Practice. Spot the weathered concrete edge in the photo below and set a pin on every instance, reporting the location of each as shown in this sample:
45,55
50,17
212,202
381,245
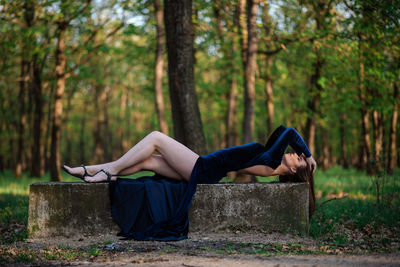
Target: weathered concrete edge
201,187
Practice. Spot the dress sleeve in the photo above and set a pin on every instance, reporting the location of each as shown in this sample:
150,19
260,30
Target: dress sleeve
274,136
288,137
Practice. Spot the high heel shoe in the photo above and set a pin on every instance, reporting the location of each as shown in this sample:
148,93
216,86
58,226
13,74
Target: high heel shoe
82,177
109,176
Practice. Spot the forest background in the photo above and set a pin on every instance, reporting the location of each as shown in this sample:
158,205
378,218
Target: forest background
○ ○ ○ ○ ○
Rewrite the lines above with "set a pin on" changed to "place a marker on" throughout and everything else kept the same. Leave the pictures out.

Practice. Spot the weathered concrete edge in the photo below and place a marker on every instance, reporting the location of each as shown in this sample:
45,55
50,17
212,202
381,245
Target: weathered concrete edge
201,187
Practice. Spot the dress sleeve in the photo above and place a marker on every instance, reporting the location of each as shown in this sample:
150,19
260,30
Target: dress sleeve
274,136
288,137
Practice. Spot the high heel shoe in the photo above and place a marker on every instance, reporting the location of each as shown in this sample:
148,93
216,86
58,226
13,74
Target: high heel shoe
82,177
109,176
Practice. Spot the forest background in the photo above and place a marker on every instance, reporting the location of each as shown in this sample:
158,205
378,218
Target: forest background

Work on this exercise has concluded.